>>

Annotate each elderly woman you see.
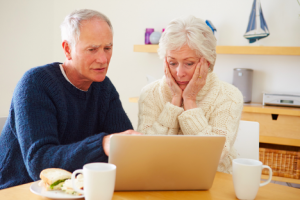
[138,16,243,173]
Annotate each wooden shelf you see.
[259,135,300,147]
[243,103,300,117]
[129,97,139,103]
[133,44,300,56]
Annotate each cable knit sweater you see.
[138,73,243,173]
[0,63,132,189]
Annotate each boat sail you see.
[244,0,270,43]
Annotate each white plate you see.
[30,181,84,199]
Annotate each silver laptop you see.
[108,135,225,191]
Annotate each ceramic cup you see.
[232,158,272,200]
[72,163,116,200]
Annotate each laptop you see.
[108,135,225,191]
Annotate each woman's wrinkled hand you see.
[182,58,209,110]
[164,58,182,107]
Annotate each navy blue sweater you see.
[0,63,132,189]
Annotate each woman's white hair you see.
[60,9,113,48]
[158,16,217,71]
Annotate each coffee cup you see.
[232,158,272,200]
[72,163,116,200]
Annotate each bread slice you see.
[40,168,72,190]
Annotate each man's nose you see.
[177,64,185,78]
[96,51,107,64]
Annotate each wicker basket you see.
[259,143,300,179]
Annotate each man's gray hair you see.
[158,16,217,71]
[60,9,113,48]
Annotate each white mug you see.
[232,158,272,200]
[72,162,116,200]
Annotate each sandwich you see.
[39,168,72,191]
[39,168,83,196]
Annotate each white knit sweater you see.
[137,73,243,173]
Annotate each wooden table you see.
[0,172,300,200]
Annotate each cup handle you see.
[71,169,84,194]
[259,165,272,187]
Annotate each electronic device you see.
[263,93,300,107]
[109,134,226,191]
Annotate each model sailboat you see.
[244,0,270,43]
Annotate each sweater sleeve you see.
[12,71,131,180]
[178,99,243,162]
[138,82,183,135]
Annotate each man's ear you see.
[61,40,72,60]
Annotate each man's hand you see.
[102,130,142,156]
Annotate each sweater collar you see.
[52,62,93,99]
[159,72,220,103]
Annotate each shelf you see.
[261,175,300,184]
[259,135,300,147]
[133,44,300,56]
[243,103,300,117]
[129,97,139,103]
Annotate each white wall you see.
[0,0,300,128]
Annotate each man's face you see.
[71,18,113,83]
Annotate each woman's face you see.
[167,45,200,90]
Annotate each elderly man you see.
[0,10,139,189]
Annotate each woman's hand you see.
[164,58,182,107]
[182,58,209,110]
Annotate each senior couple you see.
[0,9,243,189]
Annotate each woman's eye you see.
[169,62,176,66]
[186,63,194,66]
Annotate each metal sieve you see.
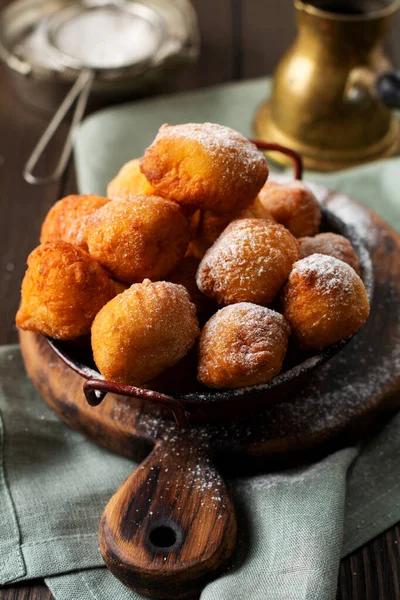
[23,2,166,184]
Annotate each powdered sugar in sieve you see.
[49,5,160,69]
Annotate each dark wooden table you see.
[0,0,400,600]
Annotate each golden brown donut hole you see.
[198,302,290,388]
[40,194,109,250]
[299,233,360,274]
[86,196,189,283]
[188,198,275,258]
[282,254,369,350]
[140,123,268,214]
[107,158,155,200]
[258,181,321,237]
[92,279,199,385]
[16,242,116,340]
[197,219,299,305]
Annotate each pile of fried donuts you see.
[16,123,369,388]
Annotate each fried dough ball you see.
[168,256,216,318]
[92,279,199,385]
[140,123,268,213]
[282,254,369,350]
[40,194,109,250]
[189,198,275,258]
[86,196,189,283]
[299,233,360,274]
[16,242,115,340]
[197,219,299,305]
[258,181,321,237]
[107,158,154,200]
[198,302,290,388]
[112,279,129,295]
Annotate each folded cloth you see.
[0,80,400,600]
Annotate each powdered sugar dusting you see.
[153,123,265,181]
[199,302,290,388]
[289,254,358,294]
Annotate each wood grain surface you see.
[0,0,400,600]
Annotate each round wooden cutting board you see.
[20,186,400,599]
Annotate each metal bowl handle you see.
[23,69,94,185]
[250,140,303,180]
[83,379,189,427]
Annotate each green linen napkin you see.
[0,80,400,600]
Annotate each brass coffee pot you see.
[254,0,400,171]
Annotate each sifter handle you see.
[23,69,94,185]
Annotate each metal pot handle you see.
[23,69,94,185]
[376,71,400,109]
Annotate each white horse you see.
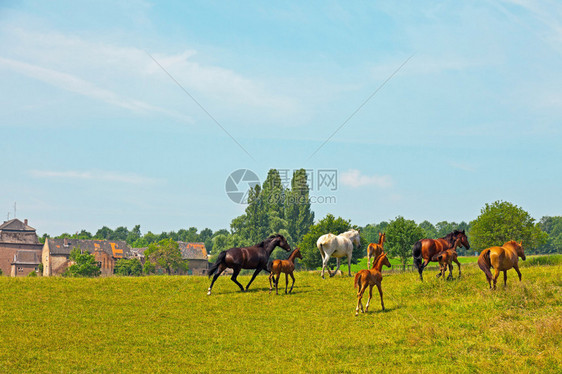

<<

## Aim of the task
Rewrite the listing from its start through the line containing "[137,73,243,173]", inclusive, swapping every "Annotate" for "Label" and leaving all else unchanged. Leave the pictures out of your answer.

## Result
Label each elderly woman you see.
[138,16,243,173]
Label each wooden shelf you see.
[259,135,300,147]
[243,103,300,117]
[129,97,139,103]
[133,44,300,56]
Label each cable knit sweater you see.
[138,73,243,173]
[0,63,132,189]
Label each boat sail you see.
[244,0,270,43]
Label each white plate you see.
[30,181,84,199]
Label each silver laptop you see.
[108,135,225,191]
Label each ceramic cup you see.
[232,158,272,200]
[72,163,116,200]
Label each laptop you see.
[108,135,225,191]
Label each woman's wrinkled hand you see.
[182,58,209,110]
[164,58,182,107]
Label each navy blue sweater you see.
[0,63,132,189]
Label each woman's white hair you see.
[60,9,113,48]
[158,16,217,71]
Label each coffee cup you see.
[232,158,272,200]
[72,163,116,200]
Label each bread slice you see.
[40,168,72,190]
Label each man's nose you see.
[177,64,185,78]
[96,51,107,64]
Label each wicker basket you see.
[259,143,300,179]
Label each man's gray hair you see.
[158,16,217,71]
[60,9,113,48]
Label each white mug you see.
[232,158,272,200]
[72,162,116,200]
Label each sandwich you see.
[39,168,72,191]
[39,168,83,196]
Label each white knit sweater you see.
[137,73,243,173]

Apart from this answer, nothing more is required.